**YOUR INSTRUCTIONS:** Reproduce everything in the recommended disposition from "Defendants have moved" down to "ripe for decision.", word for word.

**READING TEXT:**
Opinion
CASE NO. 3:15-CV-0031 DPM/BD
12-14-2015
RECOMMENDED DISPOSITION I. Procedures for Filing Objections:
This Recommended Disposition ("Recommendation") has been sent to Judge D.P. Marshall Jr. Any party to this suit may file written objections with the Clerk of Court within fourteen (14) days of filing of the Recommendation. Objections must be specific and must include the factual or legal basis for the objection.
By not objecting, any right to appeal questions of fact may be jeopardized. And, if no objections are filed, Judge Marshall can adopt this Recommendation without independently reviewing the record. II. Background:
Plaintiff Curtis Clifton, formerly a detainee at the Mississippi County Detention Center ("Detention Center"), filed this lawsuit pro se under 42 U.S.C. § 1983, alleging that Defendants acted with deliberate indifference to his medical needs and discriminated against him. (Docket entry #2) The Defendants are all employees of the Detention Center.
Defendants have moved for summary judgment on all claims. (#30) Mr. Clifton has responded; the Defendants have replied; and Mr. Clifton has responded to their reply. (#33, #34, #35) The motion is ripe for decision.
Mr. Clifton's claims against Defendants in their official capacities and against the Mississippi Detention Center were previously dismissed without prejudice. (#19)

[Collected data entries]
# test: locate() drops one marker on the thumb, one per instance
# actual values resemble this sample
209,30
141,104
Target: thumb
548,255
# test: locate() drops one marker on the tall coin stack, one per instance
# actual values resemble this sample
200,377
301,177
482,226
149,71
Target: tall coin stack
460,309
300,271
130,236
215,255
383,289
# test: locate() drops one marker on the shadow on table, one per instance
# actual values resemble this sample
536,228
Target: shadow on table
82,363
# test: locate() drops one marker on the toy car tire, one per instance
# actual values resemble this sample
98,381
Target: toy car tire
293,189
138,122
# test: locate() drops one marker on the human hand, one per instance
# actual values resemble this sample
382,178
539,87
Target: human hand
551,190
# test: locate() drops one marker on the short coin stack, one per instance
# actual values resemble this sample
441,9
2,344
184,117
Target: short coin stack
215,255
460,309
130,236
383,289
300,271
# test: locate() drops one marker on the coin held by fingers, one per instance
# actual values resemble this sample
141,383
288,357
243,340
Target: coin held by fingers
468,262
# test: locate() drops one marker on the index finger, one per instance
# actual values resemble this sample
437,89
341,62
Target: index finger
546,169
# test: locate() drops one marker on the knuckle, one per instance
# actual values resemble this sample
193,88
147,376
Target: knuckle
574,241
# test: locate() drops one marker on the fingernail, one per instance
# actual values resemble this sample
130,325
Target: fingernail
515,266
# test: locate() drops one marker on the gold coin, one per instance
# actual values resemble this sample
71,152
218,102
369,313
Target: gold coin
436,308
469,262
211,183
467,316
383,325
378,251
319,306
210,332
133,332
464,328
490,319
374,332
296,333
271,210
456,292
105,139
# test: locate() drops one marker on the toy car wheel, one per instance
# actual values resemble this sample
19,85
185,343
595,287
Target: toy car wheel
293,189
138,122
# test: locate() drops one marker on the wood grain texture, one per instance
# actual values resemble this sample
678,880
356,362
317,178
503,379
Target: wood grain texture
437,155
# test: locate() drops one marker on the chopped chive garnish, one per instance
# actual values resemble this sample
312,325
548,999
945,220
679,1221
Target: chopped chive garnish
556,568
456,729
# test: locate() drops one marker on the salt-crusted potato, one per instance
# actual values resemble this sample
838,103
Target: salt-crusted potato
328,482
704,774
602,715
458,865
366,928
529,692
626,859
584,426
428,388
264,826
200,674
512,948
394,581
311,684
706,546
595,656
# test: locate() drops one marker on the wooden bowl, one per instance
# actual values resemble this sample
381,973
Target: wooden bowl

**RESULT:**
Defendants have moved for summary judgment on all claims. (#30) Mr. Clifton has responded; the Defendants have replied; and Mr. Clifton has responded to their reply. (#33, #34, #35) The motion is ripe for decision.